Ricopia fedelmente le righe dei record qui sotto, da quella che contiene "rock outcrop visible?" fino a quella che contiene "[22,358,860,553]", entrambe incluse.

Insieme di record

-*-

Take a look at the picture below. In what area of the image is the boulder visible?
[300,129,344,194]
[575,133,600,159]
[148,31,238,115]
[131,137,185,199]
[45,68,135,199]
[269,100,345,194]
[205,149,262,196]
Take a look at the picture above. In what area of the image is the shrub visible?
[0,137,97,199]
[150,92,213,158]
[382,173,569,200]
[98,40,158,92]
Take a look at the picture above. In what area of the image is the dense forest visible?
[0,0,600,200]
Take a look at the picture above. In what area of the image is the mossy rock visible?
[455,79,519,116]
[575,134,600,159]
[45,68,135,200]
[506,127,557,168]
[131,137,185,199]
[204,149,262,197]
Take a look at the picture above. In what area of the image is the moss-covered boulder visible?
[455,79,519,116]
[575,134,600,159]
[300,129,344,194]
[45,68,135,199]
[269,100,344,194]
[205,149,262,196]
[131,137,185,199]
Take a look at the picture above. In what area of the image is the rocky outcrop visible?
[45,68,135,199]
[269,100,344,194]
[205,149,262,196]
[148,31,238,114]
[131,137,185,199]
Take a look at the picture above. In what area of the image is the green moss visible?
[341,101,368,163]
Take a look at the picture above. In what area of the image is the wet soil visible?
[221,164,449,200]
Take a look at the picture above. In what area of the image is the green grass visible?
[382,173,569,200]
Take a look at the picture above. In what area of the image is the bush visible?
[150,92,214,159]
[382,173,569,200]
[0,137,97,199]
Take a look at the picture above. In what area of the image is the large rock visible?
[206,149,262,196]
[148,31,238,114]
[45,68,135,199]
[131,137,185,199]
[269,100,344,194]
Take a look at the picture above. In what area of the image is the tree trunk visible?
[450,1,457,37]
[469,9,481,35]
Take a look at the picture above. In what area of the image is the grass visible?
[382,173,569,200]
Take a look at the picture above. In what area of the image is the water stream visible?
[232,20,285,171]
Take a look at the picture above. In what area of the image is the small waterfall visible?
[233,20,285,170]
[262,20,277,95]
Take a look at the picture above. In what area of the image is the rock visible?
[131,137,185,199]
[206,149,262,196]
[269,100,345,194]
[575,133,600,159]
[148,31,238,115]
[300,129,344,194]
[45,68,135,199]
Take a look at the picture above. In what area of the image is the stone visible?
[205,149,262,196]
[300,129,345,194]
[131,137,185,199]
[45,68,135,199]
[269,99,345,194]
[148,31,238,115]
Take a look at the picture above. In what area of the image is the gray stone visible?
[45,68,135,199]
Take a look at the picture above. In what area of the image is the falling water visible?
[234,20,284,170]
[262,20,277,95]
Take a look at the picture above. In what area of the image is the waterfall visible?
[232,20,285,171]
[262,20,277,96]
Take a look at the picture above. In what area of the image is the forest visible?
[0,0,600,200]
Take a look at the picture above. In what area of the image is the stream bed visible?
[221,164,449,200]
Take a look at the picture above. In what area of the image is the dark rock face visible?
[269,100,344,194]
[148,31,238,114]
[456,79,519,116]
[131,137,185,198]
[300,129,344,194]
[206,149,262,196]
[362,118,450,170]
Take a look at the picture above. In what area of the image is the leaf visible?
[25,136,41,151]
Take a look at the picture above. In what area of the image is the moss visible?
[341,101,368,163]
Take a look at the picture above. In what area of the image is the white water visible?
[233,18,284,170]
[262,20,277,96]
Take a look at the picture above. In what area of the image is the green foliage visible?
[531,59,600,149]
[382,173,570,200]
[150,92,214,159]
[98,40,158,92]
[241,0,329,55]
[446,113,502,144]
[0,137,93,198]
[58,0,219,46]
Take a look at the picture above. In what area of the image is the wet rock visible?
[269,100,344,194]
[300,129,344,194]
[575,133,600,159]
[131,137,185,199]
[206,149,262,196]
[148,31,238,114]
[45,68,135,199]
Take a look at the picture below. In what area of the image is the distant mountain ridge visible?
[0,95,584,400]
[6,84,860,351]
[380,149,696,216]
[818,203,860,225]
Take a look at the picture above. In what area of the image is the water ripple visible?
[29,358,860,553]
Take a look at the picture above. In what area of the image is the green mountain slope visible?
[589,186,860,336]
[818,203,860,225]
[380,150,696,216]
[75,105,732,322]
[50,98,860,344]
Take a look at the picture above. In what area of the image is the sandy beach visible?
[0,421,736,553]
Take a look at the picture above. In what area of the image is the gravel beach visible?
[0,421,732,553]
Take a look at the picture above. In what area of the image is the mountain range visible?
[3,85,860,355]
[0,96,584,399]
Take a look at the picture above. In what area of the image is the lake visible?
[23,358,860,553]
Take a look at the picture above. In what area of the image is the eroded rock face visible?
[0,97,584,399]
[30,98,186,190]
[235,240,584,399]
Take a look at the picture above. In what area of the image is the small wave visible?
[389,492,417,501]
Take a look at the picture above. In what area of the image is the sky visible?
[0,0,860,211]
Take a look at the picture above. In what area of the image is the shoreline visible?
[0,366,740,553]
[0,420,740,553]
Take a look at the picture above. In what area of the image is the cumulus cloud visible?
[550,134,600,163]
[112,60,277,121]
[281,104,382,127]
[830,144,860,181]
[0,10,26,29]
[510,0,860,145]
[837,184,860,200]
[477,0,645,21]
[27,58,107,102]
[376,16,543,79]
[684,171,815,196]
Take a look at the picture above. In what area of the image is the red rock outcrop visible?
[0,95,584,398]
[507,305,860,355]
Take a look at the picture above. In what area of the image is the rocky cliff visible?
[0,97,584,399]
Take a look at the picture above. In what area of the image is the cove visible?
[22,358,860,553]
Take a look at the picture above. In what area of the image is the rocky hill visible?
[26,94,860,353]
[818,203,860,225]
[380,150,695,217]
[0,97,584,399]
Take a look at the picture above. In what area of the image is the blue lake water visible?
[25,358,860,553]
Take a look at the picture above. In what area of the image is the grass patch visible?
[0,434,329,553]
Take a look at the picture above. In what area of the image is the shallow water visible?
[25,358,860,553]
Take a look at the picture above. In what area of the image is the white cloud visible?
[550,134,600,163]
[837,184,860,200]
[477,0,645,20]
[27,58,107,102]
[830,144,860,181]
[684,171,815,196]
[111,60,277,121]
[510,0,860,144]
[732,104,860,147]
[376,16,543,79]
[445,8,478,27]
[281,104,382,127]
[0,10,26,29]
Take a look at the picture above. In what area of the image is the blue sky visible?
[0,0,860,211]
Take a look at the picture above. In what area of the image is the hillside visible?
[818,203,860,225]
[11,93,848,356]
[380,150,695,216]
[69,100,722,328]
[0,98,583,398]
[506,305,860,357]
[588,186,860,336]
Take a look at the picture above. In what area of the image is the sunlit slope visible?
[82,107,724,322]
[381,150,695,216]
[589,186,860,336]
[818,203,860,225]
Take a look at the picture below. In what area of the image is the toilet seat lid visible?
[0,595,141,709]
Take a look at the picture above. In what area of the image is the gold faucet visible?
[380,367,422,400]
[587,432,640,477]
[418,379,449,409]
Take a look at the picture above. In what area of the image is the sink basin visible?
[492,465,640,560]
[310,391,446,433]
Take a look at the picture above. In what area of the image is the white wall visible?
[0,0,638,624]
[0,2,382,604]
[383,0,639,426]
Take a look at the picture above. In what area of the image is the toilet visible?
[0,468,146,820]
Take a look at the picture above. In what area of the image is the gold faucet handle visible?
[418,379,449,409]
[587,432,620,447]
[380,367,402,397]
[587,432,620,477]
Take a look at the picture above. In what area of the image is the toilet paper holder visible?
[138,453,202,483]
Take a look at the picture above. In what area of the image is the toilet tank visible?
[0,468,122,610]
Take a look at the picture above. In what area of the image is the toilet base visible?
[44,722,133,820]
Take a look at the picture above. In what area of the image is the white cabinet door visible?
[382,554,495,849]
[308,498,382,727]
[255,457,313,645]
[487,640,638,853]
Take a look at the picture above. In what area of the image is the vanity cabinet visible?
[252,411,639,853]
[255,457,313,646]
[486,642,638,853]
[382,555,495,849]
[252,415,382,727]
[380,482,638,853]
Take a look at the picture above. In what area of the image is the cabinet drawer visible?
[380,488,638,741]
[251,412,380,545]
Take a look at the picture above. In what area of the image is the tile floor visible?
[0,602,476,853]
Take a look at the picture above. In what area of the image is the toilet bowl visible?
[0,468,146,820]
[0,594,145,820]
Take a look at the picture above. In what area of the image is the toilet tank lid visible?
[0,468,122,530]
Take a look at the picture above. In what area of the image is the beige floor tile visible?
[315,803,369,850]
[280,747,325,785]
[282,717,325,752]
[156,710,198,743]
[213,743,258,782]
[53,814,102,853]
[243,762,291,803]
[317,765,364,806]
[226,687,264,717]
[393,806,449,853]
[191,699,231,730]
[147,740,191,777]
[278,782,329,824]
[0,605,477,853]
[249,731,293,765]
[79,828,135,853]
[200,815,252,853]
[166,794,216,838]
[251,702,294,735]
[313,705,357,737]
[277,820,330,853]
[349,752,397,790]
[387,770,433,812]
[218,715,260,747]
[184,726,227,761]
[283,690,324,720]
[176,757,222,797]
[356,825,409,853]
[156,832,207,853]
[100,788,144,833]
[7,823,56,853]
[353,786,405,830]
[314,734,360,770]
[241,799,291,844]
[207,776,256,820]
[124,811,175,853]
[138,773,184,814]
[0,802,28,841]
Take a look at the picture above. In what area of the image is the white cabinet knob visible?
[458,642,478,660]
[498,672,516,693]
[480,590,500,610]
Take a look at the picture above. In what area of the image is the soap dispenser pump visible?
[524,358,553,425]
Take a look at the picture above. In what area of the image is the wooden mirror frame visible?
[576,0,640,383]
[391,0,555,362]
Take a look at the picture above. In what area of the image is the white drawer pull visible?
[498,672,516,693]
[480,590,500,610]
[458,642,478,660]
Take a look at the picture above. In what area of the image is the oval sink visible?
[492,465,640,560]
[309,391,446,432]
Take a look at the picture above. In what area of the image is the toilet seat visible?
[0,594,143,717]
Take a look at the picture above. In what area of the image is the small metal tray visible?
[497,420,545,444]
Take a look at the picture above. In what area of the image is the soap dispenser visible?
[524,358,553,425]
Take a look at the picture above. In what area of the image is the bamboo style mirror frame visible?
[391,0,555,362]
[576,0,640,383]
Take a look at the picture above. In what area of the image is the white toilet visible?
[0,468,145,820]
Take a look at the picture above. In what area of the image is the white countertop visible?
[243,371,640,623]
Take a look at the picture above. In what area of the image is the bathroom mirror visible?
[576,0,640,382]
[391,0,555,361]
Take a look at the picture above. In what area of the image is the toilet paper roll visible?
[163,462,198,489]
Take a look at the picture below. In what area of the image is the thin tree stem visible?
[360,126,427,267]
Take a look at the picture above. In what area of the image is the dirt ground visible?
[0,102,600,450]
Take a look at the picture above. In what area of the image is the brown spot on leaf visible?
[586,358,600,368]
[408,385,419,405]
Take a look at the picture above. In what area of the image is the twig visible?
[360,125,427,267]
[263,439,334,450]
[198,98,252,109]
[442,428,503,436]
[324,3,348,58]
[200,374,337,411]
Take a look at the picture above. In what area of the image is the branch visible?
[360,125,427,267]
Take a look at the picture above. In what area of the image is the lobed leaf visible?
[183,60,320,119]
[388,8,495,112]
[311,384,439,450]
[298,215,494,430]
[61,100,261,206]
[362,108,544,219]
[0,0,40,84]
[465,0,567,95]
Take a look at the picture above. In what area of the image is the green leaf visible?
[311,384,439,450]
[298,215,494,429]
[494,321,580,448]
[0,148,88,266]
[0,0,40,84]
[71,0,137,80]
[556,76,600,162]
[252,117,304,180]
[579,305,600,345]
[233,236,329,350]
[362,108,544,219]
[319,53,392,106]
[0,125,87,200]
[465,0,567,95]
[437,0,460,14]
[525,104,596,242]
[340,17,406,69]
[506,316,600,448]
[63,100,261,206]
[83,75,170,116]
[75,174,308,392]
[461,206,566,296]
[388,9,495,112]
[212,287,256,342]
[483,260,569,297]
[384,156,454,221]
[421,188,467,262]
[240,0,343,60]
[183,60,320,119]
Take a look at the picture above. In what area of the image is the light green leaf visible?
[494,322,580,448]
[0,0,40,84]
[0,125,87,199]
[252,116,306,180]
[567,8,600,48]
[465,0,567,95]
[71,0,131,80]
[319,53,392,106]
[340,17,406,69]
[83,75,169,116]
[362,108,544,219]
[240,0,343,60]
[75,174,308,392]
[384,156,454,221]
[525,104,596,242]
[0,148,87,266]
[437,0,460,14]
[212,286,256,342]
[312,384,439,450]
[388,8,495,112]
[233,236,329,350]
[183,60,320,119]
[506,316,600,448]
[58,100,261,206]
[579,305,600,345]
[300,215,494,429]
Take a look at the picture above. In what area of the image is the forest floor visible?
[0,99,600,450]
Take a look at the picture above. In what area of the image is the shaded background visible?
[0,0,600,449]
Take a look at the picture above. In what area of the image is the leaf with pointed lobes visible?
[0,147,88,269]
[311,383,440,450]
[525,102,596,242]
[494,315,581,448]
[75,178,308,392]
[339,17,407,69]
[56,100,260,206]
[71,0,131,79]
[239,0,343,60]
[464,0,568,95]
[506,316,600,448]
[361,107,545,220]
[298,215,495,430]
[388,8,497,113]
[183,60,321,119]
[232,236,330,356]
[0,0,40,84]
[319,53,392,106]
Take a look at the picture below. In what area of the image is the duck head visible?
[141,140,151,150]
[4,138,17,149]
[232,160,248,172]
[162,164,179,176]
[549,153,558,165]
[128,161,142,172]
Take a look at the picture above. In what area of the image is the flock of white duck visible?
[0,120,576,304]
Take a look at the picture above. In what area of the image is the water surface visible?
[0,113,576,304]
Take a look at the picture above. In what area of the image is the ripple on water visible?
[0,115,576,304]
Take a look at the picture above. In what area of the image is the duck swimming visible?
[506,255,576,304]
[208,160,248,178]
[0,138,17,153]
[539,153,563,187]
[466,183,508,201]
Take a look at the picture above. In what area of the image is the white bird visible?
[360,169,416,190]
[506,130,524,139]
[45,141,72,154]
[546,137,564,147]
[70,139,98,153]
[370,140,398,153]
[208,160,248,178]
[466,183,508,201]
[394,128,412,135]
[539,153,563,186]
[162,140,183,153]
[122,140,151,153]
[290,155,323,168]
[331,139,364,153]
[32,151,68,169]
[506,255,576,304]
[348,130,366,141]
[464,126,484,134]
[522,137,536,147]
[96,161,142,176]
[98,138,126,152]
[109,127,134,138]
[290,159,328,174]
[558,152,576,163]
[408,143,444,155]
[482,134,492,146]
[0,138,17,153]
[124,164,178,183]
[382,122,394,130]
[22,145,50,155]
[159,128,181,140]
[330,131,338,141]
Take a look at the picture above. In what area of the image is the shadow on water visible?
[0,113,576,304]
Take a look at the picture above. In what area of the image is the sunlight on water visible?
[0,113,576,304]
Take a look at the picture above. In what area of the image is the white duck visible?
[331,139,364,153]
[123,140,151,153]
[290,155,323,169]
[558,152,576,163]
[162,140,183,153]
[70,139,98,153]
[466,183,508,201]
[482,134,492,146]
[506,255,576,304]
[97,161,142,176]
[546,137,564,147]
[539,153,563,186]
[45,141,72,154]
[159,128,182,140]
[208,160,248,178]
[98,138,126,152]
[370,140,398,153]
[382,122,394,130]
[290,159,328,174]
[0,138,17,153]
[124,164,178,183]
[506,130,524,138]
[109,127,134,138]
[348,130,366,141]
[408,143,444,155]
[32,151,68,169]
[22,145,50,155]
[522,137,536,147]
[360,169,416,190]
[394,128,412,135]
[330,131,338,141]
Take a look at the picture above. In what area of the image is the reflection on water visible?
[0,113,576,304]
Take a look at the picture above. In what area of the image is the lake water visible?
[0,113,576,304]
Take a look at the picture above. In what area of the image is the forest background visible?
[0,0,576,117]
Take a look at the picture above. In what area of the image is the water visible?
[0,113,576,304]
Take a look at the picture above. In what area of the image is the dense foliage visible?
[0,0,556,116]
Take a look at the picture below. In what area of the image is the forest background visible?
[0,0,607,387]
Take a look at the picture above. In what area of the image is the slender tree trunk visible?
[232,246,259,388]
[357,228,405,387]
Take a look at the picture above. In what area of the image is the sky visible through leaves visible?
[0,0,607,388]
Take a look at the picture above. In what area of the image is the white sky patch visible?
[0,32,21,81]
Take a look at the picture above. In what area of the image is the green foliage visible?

-*-

Risultato
Take a look at the picture above. In what area of the image is the red rock outcrop visible?
[0,95,584,398]
[507,305,860,355]
Take a look at the picture above. In what area of the image is the rocky cliff visible?
[0,97,584,399]
Take a look at the picture above. In what area of the image is the cove visible?
[22,358,860,553]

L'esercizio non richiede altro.